Dataset content START

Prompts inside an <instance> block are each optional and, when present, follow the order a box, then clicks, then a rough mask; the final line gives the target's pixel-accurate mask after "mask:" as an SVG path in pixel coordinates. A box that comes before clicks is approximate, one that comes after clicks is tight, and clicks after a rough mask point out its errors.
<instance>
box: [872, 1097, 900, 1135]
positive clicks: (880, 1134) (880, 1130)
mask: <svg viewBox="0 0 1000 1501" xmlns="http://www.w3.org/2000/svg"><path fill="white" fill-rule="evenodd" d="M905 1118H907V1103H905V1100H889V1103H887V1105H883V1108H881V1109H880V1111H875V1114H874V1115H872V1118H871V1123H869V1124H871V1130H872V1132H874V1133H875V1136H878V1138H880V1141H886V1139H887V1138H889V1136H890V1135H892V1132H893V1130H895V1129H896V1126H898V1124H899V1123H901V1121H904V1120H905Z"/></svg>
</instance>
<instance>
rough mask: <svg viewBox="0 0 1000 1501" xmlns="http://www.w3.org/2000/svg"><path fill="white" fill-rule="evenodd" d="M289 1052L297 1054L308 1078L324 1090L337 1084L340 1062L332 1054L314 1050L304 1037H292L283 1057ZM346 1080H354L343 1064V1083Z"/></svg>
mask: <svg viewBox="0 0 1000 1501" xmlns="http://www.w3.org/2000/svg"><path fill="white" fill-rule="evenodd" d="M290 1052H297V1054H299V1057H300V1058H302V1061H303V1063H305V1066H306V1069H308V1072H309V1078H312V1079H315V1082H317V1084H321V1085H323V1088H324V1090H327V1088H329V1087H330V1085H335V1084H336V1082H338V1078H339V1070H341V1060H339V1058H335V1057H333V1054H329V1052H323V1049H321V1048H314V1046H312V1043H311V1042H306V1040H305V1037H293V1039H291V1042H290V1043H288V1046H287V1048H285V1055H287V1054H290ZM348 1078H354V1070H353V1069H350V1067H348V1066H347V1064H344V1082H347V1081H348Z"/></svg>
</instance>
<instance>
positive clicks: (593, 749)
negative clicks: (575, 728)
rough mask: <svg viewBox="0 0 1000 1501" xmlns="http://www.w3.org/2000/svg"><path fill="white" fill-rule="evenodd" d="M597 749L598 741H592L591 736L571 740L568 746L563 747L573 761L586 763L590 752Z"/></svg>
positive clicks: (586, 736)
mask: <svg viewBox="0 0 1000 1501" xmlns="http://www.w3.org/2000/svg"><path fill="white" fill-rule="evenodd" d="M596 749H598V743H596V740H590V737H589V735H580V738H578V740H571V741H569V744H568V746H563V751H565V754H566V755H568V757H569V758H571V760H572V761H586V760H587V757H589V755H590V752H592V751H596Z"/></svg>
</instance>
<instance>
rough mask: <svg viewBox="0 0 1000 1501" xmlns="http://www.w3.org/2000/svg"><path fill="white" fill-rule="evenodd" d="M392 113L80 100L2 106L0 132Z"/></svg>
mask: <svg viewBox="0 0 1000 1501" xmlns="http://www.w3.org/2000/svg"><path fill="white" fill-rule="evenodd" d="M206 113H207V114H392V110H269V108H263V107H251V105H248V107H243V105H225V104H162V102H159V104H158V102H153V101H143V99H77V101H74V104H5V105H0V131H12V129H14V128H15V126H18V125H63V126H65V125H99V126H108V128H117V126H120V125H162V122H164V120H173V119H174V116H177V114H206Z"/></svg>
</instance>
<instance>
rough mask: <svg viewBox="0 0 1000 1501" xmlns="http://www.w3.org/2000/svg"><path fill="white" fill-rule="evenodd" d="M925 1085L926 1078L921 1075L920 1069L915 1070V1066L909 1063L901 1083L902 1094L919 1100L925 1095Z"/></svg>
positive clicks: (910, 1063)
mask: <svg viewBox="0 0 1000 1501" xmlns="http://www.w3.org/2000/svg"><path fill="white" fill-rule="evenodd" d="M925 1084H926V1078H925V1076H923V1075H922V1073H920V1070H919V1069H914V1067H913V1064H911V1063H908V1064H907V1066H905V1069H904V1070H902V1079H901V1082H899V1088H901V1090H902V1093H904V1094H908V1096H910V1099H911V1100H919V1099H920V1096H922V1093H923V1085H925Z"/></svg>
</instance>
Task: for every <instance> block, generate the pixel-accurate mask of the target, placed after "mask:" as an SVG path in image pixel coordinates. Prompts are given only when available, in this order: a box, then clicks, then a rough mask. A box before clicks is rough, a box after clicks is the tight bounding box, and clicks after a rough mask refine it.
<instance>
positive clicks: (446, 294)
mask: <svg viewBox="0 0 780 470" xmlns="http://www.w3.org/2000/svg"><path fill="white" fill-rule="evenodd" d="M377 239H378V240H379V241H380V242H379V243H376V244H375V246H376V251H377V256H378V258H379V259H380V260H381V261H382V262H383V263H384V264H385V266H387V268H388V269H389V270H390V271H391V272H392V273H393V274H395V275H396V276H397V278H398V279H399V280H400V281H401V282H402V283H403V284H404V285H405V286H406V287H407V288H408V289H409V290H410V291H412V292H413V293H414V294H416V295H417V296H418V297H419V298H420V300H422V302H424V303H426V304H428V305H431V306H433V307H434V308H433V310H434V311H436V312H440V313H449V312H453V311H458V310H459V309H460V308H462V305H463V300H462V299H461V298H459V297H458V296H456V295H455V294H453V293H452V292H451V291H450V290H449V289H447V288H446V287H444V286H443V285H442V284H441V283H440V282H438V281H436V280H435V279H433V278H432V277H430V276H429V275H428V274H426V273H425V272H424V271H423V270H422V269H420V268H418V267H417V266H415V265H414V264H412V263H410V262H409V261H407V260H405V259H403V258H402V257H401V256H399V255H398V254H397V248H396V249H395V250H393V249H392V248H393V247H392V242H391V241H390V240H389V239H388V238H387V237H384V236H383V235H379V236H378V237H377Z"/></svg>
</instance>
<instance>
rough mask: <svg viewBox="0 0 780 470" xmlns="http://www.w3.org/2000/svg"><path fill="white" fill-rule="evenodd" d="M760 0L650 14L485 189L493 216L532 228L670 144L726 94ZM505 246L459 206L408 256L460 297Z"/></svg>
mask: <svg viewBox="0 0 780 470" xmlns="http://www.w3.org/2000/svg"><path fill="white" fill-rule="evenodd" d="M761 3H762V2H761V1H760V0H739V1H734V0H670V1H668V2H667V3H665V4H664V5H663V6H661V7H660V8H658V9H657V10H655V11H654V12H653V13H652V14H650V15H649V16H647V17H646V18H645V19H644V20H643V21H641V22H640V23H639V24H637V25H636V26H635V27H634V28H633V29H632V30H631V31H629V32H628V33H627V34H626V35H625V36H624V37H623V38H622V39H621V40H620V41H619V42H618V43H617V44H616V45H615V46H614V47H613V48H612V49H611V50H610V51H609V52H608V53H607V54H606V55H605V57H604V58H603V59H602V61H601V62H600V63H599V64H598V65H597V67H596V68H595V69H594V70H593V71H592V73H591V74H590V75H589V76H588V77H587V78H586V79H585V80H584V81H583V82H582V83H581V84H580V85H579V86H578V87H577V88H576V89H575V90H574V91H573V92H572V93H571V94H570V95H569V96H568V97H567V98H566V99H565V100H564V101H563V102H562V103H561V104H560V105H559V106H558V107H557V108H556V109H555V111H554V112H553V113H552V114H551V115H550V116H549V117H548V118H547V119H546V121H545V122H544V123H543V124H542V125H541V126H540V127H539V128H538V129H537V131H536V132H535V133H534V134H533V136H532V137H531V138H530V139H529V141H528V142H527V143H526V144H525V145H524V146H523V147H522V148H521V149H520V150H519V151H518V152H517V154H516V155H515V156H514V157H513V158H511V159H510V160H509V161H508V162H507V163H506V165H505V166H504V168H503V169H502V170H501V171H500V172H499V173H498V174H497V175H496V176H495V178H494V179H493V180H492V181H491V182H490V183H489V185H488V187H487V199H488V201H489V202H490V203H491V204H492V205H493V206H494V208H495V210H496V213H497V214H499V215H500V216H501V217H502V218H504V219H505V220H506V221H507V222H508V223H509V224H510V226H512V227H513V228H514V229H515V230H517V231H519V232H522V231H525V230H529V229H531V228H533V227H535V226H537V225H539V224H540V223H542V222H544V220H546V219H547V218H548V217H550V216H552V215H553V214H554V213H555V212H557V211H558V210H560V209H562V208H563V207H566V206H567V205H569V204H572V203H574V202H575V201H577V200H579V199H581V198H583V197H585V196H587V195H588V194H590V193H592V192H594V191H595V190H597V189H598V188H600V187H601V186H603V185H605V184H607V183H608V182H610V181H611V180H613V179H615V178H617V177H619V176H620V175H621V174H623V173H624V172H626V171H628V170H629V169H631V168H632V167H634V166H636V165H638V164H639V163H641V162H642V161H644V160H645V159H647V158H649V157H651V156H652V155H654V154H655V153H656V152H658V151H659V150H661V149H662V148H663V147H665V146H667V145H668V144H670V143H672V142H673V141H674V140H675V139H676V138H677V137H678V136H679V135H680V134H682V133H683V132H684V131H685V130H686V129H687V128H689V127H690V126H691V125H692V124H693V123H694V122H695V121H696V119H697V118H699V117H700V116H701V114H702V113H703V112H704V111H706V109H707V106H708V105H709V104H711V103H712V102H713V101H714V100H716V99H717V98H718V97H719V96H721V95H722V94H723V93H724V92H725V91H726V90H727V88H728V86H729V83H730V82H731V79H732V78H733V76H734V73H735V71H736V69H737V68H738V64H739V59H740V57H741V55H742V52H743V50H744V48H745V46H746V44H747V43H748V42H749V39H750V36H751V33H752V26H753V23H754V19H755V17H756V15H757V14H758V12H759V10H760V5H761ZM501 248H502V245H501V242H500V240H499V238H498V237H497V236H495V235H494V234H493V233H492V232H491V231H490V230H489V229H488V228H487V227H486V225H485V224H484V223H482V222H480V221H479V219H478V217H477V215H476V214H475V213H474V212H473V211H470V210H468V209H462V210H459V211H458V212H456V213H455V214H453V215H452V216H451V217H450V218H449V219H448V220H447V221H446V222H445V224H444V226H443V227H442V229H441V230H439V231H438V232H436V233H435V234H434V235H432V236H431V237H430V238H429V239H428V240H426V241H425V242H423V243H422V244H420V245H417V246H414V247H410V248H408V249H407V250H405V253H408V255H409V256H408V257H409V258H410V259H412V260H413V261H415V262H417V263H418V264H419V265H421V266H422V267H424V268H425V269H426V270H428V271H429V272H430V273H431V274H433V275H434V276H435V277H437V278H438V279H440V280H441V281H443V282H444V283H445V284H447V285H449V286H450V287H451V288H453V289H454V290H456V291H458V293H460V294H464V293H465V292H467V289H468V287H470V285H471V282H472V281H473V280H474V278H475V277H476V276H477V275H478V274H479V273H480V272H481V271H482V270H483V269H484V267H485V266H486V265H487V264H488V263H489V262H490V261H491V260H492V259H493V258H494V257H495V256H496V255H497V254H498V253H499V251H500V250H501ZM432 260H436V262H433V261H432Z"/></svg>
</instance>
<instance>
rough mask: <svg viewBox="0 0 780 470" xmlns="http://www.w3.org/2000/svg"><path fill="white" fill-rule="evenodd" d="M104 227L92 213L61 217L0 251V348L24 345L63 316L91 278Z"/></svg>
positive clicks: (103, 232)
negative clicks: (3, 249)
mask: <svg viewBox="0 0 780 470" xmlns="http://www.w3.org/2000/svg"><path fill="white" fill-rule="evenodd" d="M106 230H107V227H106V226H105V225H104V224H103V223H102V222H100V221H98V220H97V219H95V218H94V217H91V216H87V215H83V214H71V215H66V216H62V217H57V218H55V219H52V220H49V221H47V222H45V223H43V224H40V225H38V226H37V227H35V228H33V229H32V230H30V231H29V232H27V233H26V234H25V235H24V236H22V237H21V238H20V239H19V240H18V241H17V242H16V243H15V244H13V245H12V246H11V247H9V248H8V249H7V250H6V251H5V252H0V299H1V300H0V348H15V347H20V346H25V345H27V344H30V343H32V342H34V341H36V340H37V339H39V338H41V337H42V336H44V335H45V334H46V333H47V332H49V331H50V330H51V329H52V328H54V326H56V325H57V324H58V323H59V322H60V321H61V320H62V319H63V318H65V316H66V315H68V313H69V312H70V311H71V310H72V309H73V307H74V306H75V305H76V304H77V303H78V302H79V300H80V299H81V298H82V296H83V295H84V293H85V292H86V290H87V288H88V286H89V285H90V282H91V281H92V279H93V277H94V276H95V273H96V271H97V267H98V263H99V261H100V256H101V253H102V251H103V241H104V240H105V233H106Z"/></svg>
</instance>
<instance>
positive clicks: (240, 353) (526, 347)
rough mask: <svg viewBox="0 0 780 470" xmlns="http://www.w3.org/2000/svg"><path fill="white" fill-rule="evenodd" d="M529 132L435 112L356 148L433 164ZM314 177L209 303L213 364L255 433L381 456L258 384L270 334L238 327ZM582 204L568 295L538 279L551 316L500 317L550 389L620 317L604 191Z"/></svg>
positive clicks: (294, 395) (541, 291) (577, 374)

Dataset content END

Instructions to follow: Please output the lines of the listing above that fall in the stretch from the one with "box: [872, 1097, 900, 1135]" through the one with "negative clicks: (575, 728)", exactly and only those.

Exercise result:
box: [872, 1097, 900, 1135]
positive clicks: (880, 1134) (880, 1130)
mask: <svg viewBox="0 0 1000 1501" xmlns="http://www.w3.org/2000/svg"><path fill="white" fill-rule="evenodd" d="M905 1118H907V1103H905V1100H889V1103H887V1105H883V1108H881V1109H880V1111H875V1114H874V1115H872V1118H871V1123H869V1124H871V1130H872V1132H874V1133H875V1136H878V1138H880V1141H886V1139H887V1138H889V1136H890V1135H892V1132H893V1130H895V1129H896V1126H898V1124H899V1123H901V1121H904V1120H905Z"/></svg>
</instance>
<instance>
rough mask: <svg viewBox="0 0 1000 1501" xmlns="http://www.w3.org/2000/svg"><path fill="white" fill-rule="evenodd" d="M289 1052L297 1054L308 1078L324 1090L337 1084L340 1062L332 1054L314 1050L304 1037H292L283 1057ZM346 1080H354L343 1064V1083Z"/></svg>
mask: <svg viewBox="0 0 1000 1501" xmlns="http://www.w3.org/2000/svg"><path fill="white" fill-rule="evenodd" d="M290 1052H297V1054H299V1057H300V1058H302V1061H303V1063H305V1066H306V1069H308V1072H309V1078H312V1079H315V1082H317V1084H321V1085H323V1088H324V1090H327V1088H329V1087H330V1085H335V1084H336V1082H338V1078H339V1070H341V1060H339V1058H335V1057H333V1054H329V1052H323V1049H321V1048H314V1046H312V1043H311V1042H306V1040H305V1037H293V1039H291V1042H290V1043H288V1046H287V1048H285V1055H287V1054H290ZM348 1078H354V1070H353V1069H350V1067H348V1066H347V1064H344V1082H347V1081H348Z"/></svg>
</instance>
<instance>
positive clicks: (593, 749)
negative clicks: (575, 728)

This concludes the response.